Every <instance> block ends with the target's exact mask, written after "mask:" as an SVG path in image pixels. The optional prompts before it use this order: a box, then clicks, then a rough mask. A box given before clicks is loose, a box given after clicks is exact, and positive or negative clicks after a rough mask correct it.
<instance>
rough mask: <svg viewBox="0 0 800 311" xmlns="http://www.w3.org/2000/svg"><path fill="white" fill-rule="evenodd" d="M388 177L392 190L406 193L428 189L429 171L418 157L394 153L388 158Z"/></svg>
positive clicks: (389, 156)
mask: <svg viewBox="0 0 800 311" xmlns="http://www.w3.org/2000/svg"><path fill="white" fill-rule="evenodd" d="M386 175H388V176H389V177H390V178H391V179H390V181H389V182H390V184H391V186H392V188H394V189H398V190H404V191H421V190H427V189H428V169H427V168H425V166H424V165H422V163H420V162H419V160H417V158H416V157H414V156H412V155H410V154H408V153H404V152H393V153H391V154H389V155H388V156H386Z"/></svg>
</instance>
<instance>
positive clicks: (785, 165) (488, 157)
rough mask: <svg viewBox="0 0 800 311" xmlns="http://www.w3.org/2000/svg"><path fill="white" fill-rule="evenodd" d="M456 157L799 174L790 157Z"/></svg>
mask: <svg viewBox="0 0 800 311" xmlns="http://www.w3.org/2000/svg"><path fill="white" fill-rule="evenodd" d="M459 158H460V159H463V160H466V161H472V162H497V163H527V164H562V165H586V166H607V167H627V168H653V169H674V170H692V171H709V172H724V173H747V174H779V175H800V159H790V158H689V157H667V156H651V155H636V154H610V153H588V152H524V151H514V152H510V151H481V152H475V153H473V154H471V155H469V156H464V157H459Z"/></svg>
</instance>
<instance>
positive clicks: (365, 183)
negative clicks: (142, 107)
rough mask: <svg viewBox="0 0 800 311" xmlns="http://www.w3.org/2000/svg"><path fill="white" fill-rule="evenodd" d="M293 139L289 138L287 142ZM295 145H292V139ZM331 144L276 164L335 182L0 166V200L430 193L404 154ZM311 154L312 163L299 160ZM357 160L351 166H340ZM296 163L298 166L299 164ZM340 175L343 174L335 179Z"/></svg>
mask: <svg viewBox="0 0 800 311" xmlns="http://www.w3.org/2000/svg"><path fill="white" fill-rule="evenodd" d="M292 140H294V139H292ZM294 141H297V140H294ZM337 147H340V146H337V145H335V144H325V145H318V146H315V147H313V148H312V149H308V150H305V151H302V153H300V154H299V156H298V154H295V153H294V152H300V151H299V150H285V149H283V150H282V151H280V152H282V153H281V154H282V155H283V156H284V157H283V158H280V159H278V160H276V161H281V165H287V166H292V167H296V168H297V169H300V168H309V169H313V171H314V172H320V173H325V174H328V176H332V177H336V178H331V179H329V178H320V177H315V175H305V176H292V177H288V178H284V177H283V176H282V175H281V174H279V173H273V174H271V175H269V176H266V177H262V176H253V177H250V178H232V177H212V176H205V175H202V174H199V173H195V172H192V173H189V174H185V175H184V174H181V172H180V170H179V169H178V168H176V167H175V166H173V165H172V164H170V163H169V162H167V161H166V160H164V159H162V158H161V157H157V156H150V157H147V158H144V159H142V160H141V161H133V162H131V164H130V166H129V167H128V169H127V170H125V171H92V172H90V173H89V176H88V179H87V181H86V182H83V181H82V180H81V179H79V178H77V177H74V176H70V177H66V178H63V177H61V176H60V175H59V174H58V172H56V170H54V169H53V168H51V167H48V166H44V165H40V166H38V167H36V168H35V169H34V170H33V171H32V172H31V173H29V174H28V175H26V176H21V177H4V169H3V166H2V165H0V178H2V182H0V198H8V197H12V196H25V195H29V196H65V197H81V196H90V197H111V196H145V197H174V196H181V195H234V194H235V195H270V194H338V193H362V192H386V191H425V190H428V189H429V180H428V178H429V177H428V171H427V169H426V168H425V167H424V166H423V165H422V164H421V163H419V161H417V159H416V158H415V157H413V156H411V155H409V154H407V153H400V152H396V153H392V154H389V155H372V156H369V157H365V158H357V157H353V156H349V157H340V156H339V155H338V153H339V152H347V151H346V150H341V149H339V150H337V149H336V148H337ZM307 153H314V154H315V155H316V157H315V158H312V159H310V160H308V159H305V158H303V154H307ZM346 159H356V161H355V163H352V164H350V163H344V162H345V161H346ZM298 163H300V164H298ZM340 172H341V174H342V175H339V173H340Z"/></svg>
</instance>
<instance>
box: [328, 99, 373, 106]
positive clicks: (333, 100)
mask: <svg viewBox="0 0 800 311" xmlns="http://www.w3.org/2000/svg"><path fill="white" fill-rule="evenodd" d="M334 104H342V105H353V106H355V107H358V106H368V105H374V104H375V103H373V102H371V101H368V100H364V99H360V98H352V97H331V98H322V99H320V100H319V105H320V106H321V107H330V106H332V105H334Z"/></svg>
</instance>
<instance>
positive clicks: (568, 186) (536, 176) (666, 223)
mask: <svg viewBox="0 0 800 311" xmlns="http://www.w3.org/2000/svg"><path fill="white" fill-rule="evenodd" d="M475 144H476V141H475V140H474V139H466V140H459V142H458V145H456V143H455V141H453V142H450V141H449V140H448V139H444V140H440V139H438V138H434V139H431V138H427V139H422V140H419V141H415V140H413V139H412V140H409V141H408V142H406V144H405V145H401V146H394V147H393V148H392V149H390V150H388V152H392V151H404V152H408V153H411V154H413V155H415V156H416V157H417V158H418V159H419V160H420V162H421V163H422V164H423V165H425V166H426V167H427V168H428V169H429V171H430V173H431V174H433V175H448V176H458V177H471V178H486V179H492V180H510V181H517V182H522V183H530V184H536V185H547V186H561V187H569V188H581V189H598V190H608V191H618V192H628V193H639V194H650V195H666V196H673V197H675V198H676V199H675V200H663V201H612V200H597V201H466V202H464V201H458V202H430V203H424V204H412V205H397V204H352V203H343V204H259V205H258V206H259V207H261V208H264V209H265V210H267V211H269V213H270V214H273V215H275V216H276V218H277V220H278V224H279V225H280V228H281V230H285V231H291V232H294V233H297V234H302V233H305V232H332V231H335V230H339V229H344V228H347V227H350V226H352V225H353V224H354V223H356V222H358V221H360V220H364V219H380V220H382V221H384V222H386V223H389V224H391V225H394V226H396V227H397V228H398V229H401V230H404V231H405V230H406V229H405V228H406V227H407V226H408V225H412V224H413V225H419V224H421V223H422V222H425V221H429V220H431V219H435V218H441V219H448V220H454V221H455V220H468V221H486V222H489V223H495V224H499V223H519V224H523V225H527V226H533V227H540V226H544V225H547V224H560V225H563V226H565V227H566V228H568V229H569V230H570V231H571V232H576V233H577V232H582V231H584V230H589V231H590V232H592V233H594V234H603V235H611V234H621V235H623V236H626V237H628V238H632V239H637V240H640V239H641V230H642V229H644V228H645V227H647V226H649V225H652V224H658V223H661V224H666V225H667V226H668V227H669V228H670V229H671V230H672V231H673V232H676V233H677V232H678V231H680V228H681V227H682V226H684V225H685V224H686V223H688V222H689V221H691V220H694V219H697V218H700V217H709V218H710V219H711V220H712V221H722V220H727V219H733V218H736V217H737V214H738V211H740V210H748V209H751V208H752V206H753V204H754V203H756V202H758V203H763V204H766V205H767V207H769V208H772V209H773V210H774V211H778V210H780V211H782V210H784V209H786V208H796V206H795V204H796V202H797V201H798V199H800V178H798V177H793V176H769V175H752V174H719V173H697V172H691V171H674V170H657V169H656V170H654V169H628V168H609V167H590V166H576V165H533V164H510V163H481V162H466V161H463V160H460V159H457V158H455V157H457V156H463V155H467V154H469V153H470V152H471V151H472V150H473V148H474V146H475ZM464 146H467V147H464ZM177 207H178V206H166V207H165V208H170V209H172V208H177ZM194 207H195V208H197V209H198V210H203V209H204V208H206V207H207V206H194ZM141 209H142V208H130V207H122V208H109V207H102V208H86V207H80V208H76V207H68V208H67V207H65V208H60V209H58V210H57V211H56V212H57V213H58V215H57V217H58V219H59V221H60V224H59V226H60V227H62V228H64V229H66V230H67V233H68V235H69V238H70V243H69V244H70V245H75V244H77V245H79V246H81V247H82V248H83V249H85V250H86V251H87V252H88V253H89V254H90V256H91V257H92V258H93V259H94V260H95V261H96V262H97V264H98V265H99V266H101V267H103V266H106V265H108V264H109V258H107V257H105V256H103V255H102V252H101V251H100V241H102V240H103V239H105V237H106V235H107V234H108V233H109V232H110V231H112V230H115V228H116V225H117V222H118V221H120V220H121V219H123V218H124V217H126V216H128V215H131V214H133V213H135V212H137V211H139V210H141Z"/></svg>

☆ ☆ ☆

#### Exercise aim
A single number is the whole answer: the tally of lines above that contain "negative".

#### Response to the exercise
2